» **WHAT IS EXPECTED**
Given the listing below, the answer must be only the number of lines containing the string "gray".

» **SUPPLIED DATA**
--------------------------------

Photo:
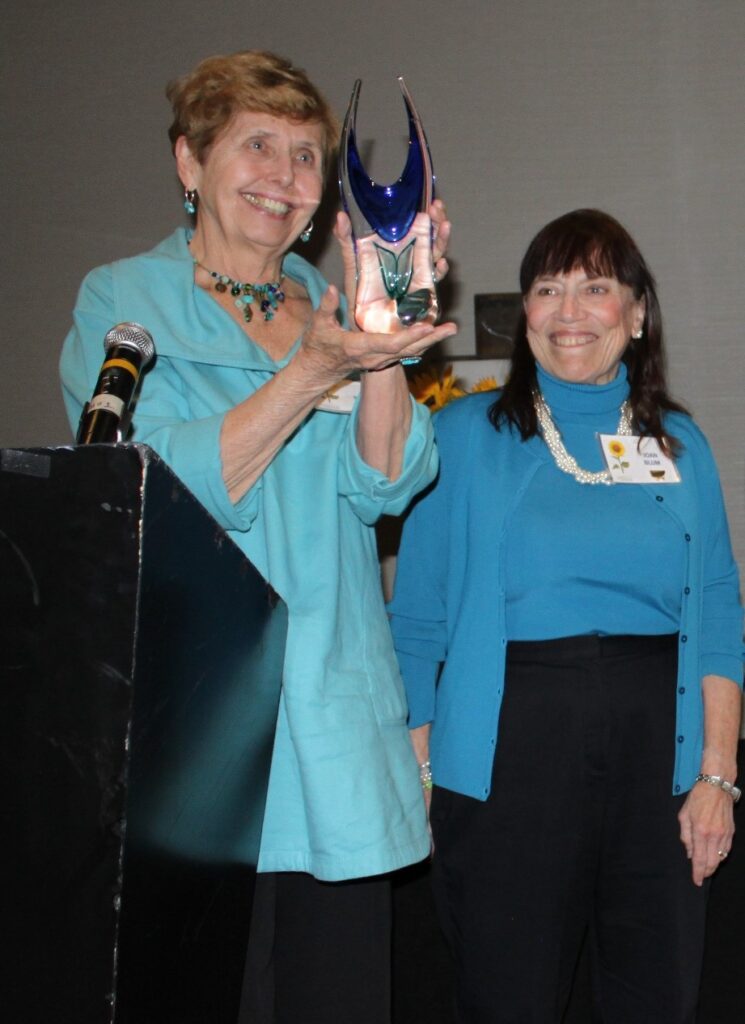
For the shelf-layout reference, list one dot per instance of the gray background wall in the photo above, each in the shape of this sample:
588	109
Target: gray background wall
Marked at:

--------------------------------

» **TASK RESULT**
2